BEGIN DATA SHOWN
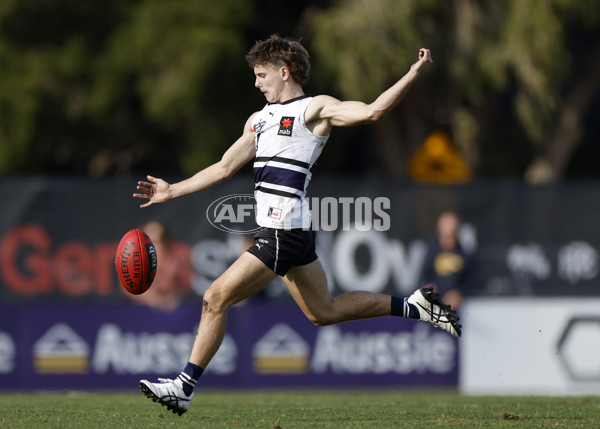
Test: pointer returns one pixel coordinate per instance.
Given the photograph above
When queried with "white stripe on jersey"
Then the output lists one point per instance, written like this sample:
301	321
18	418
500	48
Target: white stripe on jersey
285	153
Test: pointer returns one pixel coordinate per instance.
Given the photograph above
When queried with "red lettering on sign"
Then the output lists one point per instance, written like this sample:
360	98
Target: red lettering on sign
24	258
73	265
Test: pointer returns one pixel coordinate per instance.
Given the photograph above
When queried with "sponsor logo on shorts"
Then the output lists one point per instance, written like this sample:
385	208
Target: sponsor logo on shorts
233	213
274	212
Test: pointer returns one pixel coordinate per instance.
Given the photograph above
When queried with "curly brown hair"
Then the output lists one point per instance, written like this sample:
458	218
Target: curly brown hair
277	49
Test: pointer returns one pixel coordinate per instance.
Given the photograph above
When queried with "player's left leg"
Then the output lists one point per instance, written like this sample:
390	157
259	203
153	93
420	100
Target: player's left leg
246	276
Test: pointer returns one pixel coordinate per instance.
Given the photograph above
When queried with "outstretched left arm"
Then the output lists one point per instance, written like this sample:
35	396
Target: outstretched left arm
346	113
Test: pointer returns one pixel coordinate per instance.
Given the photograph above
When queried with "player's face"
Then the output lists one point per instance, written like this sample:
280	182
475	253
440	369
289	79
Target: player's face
269	80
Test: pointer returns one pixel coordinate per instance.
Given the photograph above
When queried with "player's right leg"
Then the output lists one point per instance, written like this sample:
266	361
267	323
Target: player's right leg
308	286
244	278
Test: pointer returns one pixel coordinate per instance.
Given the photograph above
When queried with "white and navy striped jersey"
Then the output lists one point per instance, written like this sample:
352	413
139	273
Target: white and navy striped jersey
286	150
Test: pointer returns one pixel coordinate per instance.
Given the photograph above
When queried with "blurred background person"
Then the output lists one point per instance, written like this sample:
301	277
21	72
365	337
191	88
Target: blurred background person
451	270
170	284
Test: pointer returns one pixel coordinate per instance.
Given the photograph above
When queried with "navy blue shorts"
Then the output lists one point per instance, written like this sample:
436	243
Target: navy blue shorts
281	249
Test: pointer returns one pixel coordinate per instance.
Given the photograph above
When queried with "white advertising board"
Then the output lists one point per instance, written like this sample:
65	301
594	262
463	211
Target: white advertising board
530	346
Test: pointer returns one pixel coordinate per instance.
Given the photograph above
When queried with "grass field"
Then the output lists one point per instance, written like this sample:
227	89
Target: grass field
298	409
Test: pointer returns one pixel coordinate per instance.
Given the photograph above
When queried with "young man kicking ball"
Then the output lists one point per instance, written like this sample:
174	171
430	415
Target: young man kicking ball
285	139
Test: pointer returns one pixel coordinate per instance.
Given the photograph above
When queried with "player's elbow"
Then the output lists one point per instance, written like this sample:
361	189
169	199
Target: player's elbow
376	115
373	115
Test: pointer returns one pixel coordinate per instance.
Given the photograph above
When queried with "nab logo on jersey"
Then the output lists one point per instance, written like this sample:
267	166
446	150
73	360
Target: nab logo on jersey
285	126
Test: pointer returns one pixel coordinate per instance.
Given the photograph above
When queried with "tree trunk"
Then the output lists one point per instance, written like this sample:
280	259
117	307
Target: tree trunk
566	136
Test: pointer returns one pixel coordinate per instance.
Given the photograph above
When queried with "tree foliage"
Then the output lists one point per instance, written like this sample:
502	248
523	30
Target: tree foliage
127	85
486	54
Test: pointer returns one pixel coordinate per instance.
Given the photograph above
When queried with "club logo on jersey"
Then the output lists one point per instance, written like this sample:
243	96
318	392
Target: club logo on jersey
274	212
285	126
258	126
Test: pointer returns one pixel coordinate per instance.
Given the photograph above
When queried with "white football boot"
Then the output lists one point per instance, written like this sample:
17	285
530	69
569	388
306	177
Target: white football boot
168	393
432	310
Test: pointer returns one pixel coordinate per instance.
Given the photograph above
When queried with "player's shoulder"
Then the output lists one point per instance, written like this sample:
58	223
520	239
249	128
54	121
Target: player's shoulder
318	103
250	121
323	100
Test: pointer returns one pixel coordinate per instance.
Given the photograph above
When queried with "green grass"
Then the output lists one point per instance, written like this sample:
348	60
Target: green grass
299	409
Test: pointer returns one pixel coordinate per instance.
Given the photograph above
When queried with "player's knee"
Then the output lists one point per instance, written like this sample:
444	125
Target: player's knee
214	300
321	319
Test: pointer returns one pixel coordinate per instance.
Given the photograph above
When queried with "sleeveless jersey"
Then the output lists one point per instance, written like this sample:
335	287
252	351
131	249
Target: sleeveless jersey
285	154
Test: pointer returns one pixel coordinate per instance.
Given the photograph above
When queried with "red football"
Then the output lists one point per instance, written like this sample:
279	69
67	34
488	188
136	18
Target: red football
136	261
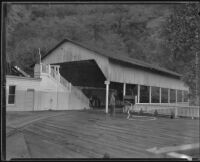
END DATA SHOWN
Set every record down exactly, omitting pictures.

Test: pointer returns one pixel coordinate per instance.
Given the photograph above
When queried with "white stripe on jersey"
Then the output lists one point per instance, written like this sample:
301	321
18	418
500	48
Target: white stripe on jersey
285	153
Test: pointer returns one pixel coordinate per instance.
Given the photograph above
When queried with "red lettering on sign"
Then the output lists one point per instance, written like this sample:
360	98
Target: red lettering on sign
24	258
73	265
Test: pointer returns one pixel coordinate per instance.
Given the photograph above
When queried with "sponsor logo on shorts"
Then the output lists one point per instance, written like this sample:
385	208
Target: sponsor logo on shorts
233	213
274	212
Test: pointer returns one pixel coordinate per instance.
Given the photograph above
When queried with "curly brown hair"
Then the output lists one point per instance, written like this sample:
458	218
Target: curly brown hair
277	49
Test: pointer returns one pixel coordinate per instance.
Given the photograph above
When queried with "player's left leg"
Then the output lists one point per instance, written like this sample:
390	157
259	203
153	93
420	100
Target: player's left leg
246	276
Test: pointer returns one pixel coordinate per instance.
Given the photograph above
When queried with "outstretched left arm"
Then the output lists one point per instance, written like this sample:
35	396
Target: outstretched left arm
346	113
Test: pointer returns one pixel coordinate per instance.
Given the photograph above
When queried with "player's face"
Then the output lists one point per instance, written like this sample:
280	182
475	253
440	369
289	79
Target: player's face
269	80
Test: pointer returns one pixel coordinate per instance.
Given the photograph above
When queried with "player's right leg"
Then the output lists one point per instance, written like this sample:
266	361
267	323
Target: player's right leg
308	286
244	278
Test: pointer returns one pixel coordinate per instance.
Given the photograph above
When queried with "white and navy striped jersey"
Then the output lists one point per instance, written like this sample:
352	413
139	273
Target: white and navy striped jersey
286	150
Test: pointer returns one pixel coordinate per instance.
Given the photograph above
When queried with "blurred background person"
Then the output lists one point per instance, written like this sample:
301	277
21	72
365	337
191	88
Target: blurred background person
451	270
170	284
Test: pointer returns one pixel coordinate per instance.
Given the photograph above
When queried with "navy blue shorts"
Then the output lists one point per instance, written like this sample:
436	243
Target: navy blue shorts
281	249
Test: pointer returns one pixel coordinate per instance.
Given the photograph above
When queried with "white advertising board"
Then the output lists one point per instance, written like this sample:
65	301
594	262
463	211
Target: white advertising board
530	346
Test: pointer returns one pixel coordinate per instance.
Given the photograph above
When queried with "grass field"
Then the output lists one point per instance, written like this sample:
227	89
Target: grass field
298	409
Test: pointer returns one pixel coordinate per instance.
Given the photograph above
When queried with "young man kicking ball"
Then the output lists one point per instance, written like this sample:
174	171
430	415
Target: young man kicking ball
285	139
Test: pointer returns one pixel coordinate per instance.
Given the photograph above
When queried with "player's elbow"
Then the output lists one point per instance, written like this sample:
361	189
169	199
Target: player's elbow
376	115
373	115
Test: pointer returns one pixel coordinate per instance.
Given the photograph above
When queried with "nab logo on jersey"
Then the output lists one point per instance, written like this sample:
267	166
446	150
73	360
Target: nab logo on jersey
285	126
Test: pointer returns one pixel coordinate per instance.
Given the photograph above
When queried with "tree trunk"
Then the output lists one point per instance, written like this sample:
280	259
117	307
Target: tree trunk
566	136
Test: pointer returns one pixel coordinate per instance.
Given the photograph above
When queried with "tree foliage"
Then the output lists one point per instance, written like this sample:
502	248
523	30
Target: tree foliage
127	85
486	54
Test: pointer returns one pixel coordinate per instance.
Given the photograph above
When queried with "club logo on jersey"
Then the output lists one point per instance, written like this sample:
243	96
318	392
Target: club logo on jersey
274	212
285	126
258	126
Test: pointer returns one pixel coordinate per instance.
Given the photograph above
When queried with "white football boot"
Then the output lists one point per instance, written like this sample:
17	285
530	69
569	388
306	177
Target: white football boot
168	393
432	310
Test: pointer returns one pixel coordinate per instance.
Given the photograph above
When queried with "player's shoulder"
Then the output lists one point per instance, written like this sample:
58	223
520	239
249	128
54	121
Target: player's shoulder
318	103
250	121
323	100
Test: pointer returns one pixel coordinate per instance.
Given the photograph above
When queried with "green grass"
Then the output lists one point per instance, written like this sample:
348	60
Target: green grass
299	409
Test: pointer returns one pixel coordinate per instance.
Given the photograph above
When queried with "player's knee"
Then the output lists one point per instance, written like this sample:
444	125
Target: player's knee
214	300
321	319
Test: pointer returns one pixel coordinate per instance.
Given the photograph above
When queried with "sleeveless jersey"
Then the output lists one point per instance, written like this sample:
335	287
252	351
131	249
Target: sleeveless jersey
285	154
Test: pointer returns one pixel coordinate per instance.
Given the photograph above
When queried with "red football"
Then the output lists one point per instance, written like this sample:
279	69
67	34
488	188
136	18
Target: red football
136	261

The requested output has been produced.